(Document passage begins)
The Declining Pool of Caregivers

                Another article, this time in the Wall Street Journal caught my eye the other day.  It’s about how this country is running out of family caregivers at a time when the need for those caregivers is increasing.

              Some of my recent posts have included statistics showing the continued trend of an aging population and growing demand for long term care.  The median income of retirees has remained relatively unchanged for years.  At the same time, retiree debt has increased as a result of paying for the care of an older family member such as a parent or for the education and other needs of a child.

                Although I have written much about the cost of long term care in terms of nursing home assisted living facility costs or paying for private aides the reality is that there are more than 34 million people providing unpaid care.  About 95% of that care is provided by family members.  The amount of this unpaid care is estimated to be worth about $500 billion.  That’s 3 times the amount that Medicaid doles out for care, just to compare.

                The problem is that this pool of caregivers is shrinking and it’s happening for a few reasons.  As the population continues to age, that means the ratio of younger potential caregivers to seniors needing the care is dropping.  Families also have had fewer children – the people most likely to serve in a caregiver role.  Divorce has exacerbated the problem as there are more single seniors.  It also causes a greater burden on children who often are now juggling the care needs for 2 parents who live in separate homes often hundreds or thousands of miles apart.  Adult children themselves may have moved away from home adding to the distance problem.

                The article goes on to talk about many other factors as well as some of the solutions that have been fashioned.  We have experienced them all in our office with clients.  For example, the article talks about children relying on childhood friends who have been willing to help when the child lives long distance.  It also profiles one daughter who has asked her dad to look in on her mom on a regular basis.  Her parents were divorced 40 years ago.  Parents are also reluctant to move to be closer to their children and many children have their own established lives in locations far from the parents.

                Government benefit programs such as Medicare don’t cover long term care and Medicaid isn’t getting any easier to qualify for.  Some aging seniors have dropped their long term care insurance as premiums have risen.  Again, we have seen all of these scenarios in our office.

                The national media is starting to pay attention and write about the growing problem.  But what is lacking in the article and so many others that I have read , is any talk or even suggestion of the best way to address it  For many, planning ahead instead of “putting out fires” and patching together solutions as they go can make the problem much easier to tackle.  While it won’t solve every problem, putting a plan in place and working with knowledgeable professionals in the long term care field can make a world of difference.  Solutions are out there. In other words, for many, the long term care problem is solvable.
(Document passage ends)
(Data extracts begins)
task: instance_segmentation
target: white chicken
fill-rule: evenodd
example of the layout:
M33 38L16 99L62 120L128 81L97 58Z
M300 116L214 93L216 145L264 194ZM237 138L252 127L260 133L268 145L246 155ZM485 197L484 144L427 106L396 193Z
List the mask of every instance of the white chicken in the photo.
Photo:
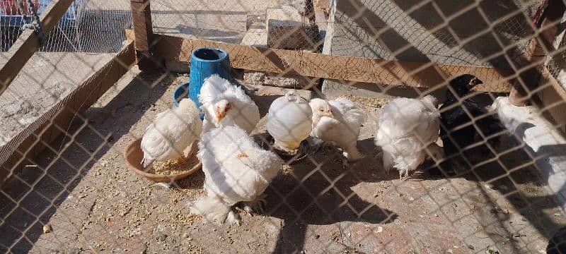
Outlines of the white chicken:
M434 159L444 155L435 142L439 138L440 113L432 95L422 99L398 98L383 106L375 135L377 146L383 150L383 168L399 171L399 178L408 176L427 155Z
M281 159L261 149L236 126L206 133L199 149L197 157L202 162L207 195L193 204L191 212L211 222L239 224L231 207L238 202L245 202L247 212L258 207L262 194L281 169Z
M315 98L309 104L313 110L311 135L342 147L348 162L364 157L357 148L360 127L367 119L364 109L342 98L330 101Z
M144 168L154 161L182 160L183 151L198 139L202 130L199 110L189 99L181 99L177 108L159 113L142 138Z
M260 121L260 109L241 87L214 74L204 80L199 95L204 113L204 131L236 126L249 134Z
(Data extracts ends)
Copy the part of the caregiver text from "The problem is" up to and including "the distance problem.".

### Solution
The problem is that this pool of caregivers is shrinking and it’s happening for a few reasons.  As the population continues to age, that means the ratio of younger potential caregivers to seniors needing the care is dropping.  Families also have had fewer children – the people most likely to serve in a caregiver role.  Divorce has exacerbated the problem as there are more single seniors.  It also causes a greater burden on children who often are now juggling the care needs for 2 parents who live in separate homes often hundreds or thousands of miles apart.  Adult children themselves may have moved away from home adding to the distance problem.